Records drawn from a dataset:
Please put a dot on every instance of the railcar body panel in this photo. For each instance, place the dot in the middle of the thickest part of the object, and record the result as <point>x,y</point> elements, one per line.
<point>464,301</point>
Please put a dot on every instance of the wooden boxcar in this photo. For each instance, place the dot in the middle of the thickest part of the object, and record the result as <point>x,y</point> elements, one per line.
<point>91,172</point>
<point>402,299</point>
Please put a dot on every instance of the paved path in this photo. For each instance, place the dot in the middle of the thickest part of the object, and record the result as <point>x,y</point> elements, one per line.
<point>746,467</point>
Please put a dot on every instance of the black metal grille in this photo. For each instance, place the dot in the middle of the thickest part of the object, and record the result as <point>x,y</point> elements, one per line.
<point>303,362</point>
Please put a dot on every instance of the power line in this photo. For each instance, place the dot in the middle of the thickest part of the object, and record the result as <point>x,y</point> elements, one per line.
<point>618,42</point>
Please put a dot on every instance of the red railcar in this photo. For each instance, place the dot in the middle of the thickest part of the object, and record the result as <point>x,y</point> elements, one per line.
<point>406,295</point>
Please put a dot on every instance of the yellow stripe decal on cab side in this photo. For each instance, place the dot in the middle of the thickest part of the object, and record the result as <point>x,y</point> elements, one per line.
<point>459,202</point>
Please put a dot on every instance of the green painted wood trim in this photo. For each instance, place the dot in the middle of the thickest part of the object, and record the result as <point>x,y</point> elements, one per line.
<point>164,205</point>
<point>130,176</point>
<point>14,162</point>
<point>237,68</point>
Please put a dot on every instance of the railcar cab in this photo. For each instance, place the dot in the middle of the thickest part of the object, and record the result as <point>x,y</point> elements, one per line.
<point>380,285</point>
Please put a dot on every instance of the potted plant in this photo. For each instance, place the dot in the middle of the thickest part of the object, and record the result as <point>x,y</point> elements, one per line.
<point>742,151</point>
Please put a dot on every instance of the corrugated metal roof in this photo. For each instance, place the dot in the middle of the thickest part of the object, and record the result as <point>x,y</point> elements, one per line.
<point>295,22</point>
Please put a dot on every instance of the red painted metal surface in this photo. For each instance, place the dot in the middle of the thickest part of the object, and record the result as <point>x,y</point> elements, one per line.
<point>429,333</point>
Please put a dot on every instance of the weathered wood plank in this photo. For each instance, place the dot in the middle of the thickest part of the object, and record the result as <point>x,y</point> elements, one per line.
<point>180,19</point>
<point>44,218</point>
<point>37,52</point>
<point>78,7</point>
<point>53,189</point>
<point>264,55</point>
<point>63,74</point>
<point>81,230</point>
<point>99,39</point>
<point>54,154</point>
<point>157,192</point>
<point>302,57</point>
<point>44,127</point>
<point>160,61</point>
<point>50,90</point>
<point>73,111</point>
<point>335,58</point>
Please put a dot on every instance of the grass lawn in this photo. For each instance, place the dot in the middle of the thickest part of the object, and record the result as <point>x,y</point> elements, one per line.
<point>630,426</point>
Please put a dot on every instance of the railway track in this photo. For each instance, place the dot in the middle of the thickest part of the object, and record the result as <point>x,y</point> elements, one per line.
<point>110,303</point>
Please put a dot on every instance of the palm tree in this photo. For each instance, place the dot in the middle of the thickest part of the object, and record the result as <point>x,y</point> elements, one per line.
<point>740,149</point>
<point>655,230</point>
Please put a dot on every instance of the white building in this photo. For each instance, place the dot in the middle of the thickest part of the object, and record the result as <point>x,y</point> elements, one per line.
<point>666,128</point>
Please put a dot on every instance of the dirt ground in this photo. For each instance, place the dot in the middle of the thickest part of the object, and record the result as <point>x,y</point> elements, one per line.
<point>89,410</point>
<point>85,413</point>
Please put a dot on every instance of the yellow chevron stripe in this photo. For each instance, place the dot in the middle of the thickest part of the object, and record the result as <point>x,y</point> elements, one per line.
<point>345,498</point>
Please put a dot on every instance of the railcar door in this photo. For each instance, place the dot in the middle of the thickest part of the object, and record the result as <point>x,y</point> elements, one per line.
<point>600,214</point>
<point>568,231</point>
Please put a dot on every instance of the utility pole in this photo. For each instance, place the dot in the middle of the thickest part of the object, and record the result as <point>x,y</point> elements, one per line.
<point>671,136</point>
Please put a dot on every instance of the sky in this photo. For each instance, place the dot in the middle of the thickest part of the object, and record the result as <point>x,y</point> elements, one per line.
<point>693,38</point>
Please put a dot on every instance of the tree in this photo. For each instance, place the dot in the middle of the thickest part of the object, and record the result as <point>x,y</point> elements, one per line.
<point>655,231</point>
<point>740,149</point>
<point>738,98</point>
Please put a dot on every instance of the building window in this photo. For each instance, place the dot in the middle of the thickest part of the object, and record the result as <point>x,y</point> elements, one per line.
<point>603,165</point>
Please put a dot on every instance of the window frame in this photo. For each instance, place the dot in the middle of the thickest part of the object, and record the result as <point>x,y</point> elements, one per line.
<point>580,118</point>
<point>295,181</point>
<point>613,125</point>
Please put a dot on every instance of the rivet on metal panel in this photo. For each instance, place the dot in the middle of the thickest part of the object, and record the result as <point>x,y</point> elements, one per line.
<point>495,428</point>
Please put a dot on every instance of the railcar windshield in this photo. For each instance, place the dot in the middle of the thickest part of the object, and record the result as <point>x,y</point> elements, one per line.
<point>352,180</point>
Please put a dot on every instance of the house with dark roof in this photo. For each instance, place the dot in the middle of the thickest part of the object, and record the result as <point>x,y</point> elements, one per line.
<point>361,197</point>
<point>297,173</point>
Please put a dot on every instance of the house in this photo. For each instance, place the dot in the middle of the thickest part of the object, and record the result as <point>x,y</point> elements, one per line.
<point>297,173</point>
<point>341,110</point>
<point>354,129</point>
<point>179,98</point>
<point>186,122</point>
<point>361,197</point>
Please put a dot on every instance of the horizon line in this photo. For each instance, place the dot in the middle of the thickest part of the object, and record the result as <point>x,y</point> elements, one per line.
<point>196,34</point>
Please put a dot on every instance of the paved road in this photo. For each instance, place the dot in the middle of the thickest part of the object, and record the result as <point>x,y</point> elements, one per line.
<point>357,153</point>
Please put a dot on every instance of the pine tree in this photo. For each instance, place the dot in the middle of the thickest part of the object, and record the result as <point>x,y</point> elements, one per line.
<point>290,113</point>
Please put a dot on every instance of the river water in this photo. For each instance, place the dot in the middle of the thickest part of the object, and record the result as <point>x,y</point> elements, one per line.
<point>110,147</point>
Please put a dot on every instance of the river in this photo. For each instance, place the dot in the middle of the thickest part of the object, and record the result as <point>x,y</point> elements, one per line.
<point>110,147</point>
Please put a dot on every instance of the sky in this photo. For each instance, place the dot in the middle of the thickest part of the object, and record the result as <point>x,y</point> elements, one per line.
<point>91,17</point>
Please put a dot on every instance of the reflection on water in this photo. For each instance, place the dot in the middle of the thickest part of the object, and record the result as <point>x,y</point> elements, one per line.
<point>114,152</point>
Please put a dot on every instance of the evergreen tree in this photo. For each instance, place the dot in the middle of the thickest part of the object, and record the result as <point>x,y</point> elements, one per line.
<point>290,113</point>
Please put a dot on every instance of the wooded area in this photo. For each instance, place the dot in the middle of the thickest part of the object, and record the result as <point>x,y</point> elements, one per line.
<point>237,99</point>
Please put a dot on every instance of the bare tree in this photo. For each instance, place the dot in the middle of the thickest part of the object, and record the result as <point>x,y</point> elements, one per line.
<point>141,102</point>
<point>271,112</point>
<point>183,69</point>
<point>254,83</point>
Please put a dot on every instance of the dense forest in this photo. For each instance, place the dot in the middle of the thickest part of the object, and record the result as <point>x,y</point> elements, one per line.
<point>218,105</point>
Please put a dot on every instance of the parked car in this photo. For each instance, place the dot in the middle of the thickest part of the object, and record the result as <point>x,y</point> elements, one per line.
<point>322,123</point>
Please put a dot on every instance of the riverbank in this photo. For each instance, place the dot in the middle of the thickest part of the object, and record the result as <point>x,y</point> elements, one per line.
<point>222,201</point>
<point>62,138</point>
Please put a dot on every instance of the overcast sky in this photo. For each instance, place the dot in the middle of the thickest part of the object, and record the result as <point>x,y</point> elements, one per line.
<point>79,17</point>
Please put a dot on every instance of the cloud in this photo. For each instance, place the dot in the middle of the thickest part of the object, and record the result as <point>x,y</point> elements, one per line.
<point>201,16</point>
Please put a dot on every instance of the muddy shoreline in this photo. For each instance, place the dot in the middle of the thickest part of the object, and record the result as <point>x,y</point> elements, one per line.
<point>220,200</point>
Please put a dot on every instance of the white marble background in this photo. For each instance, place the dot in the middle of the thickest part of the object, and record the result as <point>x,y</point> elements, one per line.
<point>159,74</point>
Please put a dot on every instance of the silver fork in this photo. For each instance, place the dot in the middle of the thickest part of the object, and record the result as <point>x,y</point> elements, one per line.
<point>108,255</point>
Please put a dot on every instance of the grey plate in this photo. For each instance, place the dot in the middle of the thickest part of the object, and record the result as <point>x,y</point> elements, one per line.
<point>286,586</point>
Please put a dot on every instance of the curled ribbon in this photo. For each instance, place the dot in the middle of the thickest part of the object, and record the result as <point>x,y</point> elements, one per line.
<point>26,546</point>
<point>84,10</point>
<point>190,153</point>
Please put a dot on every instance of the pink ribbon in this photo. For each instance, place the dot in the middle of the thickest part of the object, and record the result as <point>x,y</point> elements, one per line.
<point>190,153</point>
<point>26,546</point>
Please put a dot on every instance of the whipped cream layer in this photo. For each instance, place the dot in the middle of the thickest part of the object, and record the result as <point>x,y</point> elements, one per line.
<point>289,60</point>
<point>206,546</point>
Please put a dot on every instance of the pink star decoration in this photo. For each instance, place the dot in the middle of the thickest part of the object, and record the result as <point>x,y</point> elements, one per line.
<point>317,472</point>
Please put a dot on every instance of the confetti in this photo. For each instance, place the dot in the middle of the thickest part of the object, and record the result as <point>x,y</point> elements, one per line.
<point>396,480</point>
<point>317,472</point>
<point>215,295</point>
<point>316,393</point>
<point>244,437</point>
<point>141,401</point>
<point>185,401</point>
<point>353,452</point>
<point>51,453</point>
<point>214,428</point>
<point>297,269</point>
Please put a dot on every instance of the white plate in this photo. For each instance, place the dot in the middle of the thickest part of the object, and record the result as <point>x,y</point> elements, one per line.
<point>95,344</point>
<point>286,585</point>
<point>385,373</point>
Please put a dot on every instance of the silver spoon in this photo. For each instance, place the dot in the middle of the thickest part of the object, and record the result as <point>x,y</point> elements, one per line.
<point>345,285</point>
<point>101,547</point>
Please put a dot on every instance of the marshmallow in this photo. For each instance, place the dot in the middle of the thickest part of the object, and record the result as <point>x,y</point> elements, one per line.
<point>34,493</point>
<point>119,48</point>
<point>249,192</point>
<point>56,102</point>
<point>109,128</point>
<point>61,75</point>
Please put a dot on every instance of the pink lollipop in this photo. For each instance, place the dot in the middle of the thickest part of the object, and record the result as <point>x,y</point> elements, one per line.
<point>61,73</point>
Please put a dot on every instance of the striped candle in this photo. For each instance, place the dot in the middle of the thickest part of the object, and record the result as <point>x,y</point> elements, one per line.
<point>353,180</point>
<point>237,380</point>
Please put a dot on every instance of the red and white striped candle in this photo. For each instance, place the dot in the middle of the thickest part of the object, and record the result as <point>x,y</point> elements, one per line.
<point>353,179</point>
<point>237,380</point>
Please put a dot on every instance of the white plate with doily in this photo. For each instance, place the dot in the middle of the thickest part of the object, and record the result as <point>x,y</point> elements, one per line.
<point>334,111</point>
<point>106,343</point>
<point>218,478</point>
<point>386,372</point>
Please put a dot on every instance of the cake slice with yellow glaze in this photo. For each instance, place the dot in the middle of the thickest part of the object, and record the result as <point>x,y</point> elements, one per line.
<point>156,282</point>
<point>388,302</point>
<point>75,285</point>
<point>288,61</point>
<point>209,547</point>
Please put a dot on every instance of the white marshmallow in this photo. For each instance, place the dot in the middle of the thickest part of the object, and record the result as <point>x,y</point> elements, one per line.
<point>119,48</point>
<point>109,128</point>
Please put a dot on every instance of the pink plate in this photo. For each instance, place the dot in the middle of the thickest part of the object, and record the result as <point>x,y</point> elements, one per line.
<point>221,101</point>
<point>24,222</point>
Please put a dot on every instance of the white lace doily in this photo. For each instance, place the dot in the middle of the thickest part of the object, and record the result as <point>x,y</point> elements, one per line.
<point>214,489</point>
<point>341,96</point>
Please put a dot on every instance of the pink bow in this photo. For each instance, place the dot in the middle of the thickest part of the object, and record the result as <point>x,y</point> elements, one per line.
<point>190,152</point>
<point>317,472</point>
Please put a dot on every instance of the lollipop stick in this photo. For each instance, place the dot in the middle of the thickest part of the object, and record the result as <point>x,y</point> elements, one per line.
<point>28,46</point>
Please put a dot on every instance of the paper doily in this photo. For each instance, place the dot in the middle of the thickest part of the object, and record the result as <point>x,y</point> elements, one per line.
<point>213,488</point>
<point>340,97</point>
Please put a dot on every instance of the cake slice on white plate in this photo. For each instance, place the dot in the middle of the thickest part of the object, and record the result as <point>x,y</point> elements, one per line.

Task instructions:
All lines from the one containing "Please put a dot on every instance of the paper" down to the final line above are to be restated word for word; leave out the rest.

Result:
Please put a dot on every instance of the paper doily in this photo. For each instance, place the dot in the middle of the thickest part of the object, and record the result as <point>x,y</point> elements, one per line.
<point>213,488</point>
<point>340,97</point>
Please put a dot on every instance of the cake slice on white plate in this photo. For each instance, place the dot in the middle of the thickest part of the object, and record the result as <point>x,y</point> elements, one per line.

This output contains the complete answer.